(Extracted information)
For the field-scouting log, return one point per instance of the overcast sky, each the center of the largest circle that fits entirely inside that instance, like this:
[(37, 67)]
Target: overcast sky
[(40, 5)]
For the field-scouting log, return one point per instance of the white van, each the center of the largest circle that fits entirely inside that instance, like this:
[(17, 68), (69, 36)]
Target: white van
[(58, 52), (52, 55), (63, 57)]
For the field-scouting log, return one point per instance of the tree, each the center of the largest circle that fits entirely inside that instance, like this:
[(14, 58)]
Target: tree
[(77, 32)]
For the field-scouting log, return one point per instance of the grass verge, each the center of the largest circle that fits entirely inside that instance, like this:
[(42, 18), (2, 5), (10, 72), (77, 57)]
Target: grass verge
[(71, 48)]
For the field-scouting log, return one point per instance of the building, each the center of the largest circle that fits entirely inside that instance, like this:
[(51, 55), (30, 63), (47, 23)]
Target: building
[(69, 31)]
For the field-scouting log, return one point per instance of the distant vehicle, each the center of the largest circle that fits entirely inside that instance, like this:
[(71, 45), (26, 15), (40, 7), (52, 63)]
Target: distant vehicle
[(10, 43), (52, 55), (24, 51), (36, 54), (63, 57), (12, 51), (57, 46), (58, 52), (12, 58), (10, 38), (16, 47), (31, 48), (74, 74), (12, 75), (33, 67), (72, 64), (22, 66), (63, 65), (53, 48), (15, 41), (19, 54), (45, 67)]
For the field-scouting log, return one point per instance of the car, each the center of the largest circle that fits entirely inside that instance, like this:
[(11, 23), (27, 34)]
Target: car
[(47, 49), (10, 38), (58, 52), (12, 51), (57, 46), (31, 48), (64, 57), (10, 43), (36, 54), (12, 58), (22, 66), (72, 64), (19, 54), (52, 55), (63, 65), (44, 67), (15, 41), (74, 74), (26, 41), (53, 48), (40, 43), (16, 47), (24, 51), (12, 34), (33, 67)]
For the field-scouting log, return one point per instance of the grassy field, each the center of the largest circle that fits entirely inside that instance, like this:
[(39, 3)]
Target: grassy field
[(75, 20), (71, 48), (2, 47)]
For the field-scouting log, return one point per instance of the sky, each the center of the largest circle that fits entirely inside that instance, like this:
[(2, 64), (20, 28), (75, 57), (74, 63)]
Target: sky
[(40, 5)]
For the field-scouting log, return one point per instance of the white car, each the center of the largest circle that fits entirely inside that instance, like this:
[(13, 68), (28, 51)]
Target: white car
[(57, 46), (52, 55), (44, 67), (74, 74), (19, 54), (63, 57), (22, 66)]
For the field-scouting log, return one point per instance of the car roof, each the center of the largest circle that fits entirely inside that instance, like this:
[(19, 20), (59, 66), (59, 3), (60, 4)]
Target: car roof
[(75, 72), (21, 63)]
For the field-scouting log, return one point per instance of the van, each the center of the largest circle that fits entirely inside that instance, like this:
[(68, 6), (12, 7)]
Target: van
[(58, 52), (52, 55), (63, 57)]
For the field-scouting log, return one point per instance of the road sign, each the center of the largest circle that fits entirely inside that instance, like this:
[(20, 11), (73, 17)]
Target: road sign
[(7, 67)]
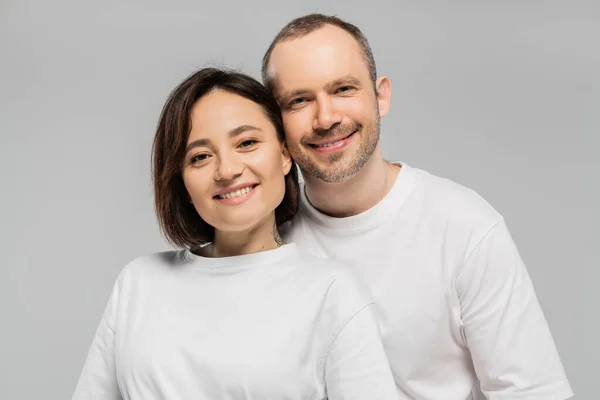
(End Extracted information)
* Work item: Print again, word for word, every line from the line with "[(19, 20), (59, 66), (59, 3), (60, 4)]" to the final line of the records, inclusive; skip the pictures.

* Response to this exercise:
[(19, 20), (59, 66), (59, 3), (60, 4)]
Target: car roof
[(75, 72), (21, 63)]
For the field-scouting log, return one point per instance of the van, each the center of the largest circle that fits entirely inside that instance, like this:
[(68, 6), (12, 7)]
Target: van
[(58, 52), (52, 55), (63, 57)]
For the field-scouting log, return one point per instance of the road sign, each the center of the largest circle that fits entirely inside that instance, like this:
[(20, 11), (73, 17)]
Target: road sign
[(7, 67)]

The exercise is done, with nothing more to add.